- _DATA PROVIDED_:
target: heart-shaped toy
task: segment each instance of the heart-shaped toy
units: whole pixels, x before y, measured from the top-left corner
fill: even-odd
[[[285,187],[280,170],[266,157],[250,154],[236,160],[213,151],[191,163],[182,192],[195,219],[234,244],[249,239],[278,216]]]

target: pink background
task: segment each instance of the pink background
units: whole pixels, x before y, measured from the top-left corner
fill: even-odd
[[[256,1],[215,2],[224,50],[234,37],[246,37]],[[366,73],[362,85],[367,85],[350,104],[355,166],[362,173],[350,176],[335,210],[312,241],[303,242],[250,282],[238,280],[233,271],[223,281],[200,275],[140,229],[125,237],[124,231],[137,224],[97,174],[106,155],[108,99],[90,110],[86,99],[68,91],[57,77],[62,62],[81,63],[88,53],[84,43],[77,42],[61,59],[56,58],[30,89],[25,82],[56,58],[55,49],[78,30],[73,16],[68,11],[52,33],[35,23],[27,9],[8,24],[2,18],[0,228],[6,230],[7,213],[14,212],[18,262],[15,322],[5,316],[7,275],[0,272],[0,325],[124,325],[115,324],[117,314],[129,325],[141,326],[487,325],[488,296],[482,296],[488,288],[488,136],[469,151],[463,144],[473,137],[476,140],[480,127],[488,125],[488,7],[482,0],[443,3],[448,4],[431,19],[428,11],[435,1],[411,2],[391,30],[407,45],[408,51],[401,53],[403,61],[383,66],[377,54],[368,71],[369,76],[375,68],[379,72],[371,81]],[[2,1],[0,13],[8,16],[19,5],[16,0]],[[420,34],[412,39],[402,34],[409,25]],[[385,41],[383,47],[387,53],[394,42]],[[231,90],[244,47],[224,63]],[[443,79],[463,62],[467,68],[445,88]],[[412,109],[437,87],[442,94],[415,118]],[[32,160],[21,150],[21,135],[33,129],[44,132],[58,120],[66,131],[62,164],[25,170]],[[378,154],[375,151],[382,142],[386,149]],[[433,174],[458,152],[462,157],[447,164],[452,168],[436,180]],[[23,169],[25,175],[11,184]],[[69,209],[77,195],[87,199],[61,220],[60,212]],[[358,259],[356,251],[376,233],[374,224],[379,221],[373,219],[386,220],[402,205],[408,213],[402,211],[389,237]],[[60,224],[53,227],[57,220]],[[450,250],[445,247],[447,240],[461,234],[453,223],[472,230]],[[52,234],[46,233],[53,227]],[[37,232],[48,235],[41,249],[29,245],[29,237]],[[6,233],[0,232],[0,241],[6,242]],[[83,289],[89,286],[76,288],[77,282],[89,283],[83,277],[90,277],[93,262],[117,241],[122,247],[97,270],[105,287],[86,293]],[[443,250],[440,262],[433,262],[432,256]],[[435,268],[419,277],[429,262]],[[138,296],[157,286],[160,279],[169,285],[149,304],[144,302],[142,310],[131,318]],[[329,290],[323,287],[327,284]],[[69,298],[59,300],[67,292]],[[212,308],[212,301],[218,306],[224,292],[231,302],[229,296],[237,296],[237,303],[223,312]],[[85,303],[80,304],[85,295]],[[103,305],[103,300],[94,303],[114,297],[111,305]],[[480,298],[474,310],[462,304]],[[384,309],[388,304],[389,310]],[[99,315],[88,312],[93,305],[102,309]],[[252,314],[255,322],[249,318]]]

- _OBJECTIVE_:
Please output the entire listing exactly as it stands.

- _RESPONSE TO THIS EXERCISE_:
target: heart-shaped toy
task: segment each instance of the heart-shaped toy
units: whole pixels, x before y, measured from the top-left corner
fill: even-odd
[[[285,187],[280,170],[266,157],[250,154],[236,160],[213,151],[191,163],[182,192],[195,219],[234,244],[249,239],[278,216]]]

target: pink background
task: segment each instance of the pink background
units: whole pixels, x before y, measured from the top-left corner
fill: even-odd
[[[256,1],[215,2],[224,50],[234,37],[246,37]],[[366,73],[362,85],[367,85],[350,104],[355,166],[362,173],[350,176],[335,210],[312,241],[303,242],[250,282],[238,280],[233,271],[223,281],[200,275],[140,229],[125,237],[124,231],[137,224],[97,174],[106,155],[108,99],[90,110],[86,99],[68,91],[57,77],[62,62],[81,63],[88,53],[84,43],[77,42],[61,59],[56,58],[30,89],[25,82],[56,58],[55,49],[78,30],[73,16],[68,11],[52,33],[35,23],[27,9],[8,24],[2,18],[0,228],[6,230],[7,213],[14,212],[18,262],[15,322],[5,316],[7,275],[0,272],[0,325],[124,325],[115,324],[117,314],[129,325],[141,326],[487,325],[488,296],[482,296],[488,288],[488,136],[469,151],[463,144],[473,137],[476,140],[480,127],[488,125],[488,7],[482,0],[443,3],[448,4],[431,19],[428,11],[435,1],[411,2],[391,30],[407,45],[408,51],[401,53],[403,61],[383,66],[377,54],[368,71],[369,76],[375,68],[379,72],[371,81]],[[2,1],[0,13],[8,16],[19,5],[16,0]],[[420,34],[412,39],[402,34],[409,25]],[[385,41],[383,47],[387,53],[394,42]],[[231,90],[244,47],[224,63]],[[443,79],[463,62],[467,68],[445,88]],[[412,109],[437,87],[442,94],[415,118]],[[32,160],[21,150],[21,135],[33,129],[44,132],[58,120],[66,131],[62,164],[25,170]],[[378,154],[375,151],[382,142],[386,149]],[[433,174],[458,152],[462,157],[447,164],[452,168],[436,180]],[[23,169],[25,175],[11,184]],[[69,209],[77,195],[87,199],[61,220],[60,212]],[[358,259],[356,251],[376,233],[374,224],[379,221],[373,219],[386,220],[402,205],[408,213],[402,211],[389,237]],[[60,224],[53,227],[57,220]],[[450,250],[445,247],[447,240],[461,234],[453,223],[472,230]],[[52,234],[46,233],[53,227]],[[37,232],[48,235],[41,249],[29,245],[29,237]],[[6,233],[0,232],[0,241],[6,242]],[[83,289],[89,286],[76,288],[77,282],[89,283],[83,277],[90,277],[93,262],[117,241],[122,247],[97,270],[105,287],[86,293]],[[443,250],[440,262],[433,262],[432,256]],[[435,268],[419,277],[429,262]],[[138,296],[157,286],[160,279],[169,285],[149,304],[144,302],[142,310],[131,318]],[[329,290],[323,287],[327,284]],[[69,298],[59,300],[67,292]],[[212,308],[212,301],[218,306],[224,292],[231,302],[229,296],[237,296],[237,303],[223,312]],[[85,303],[80,304],[85,295]],[[103,305],[103,300],[94,303],[114,297],[111,305]],[[480,298],[474,310],[462,304]],[[384,309],[388,304],[389,310]],[[99,315],[88,312],[93,305],[102,309]],[[252,314],[255,322],[249,318]]]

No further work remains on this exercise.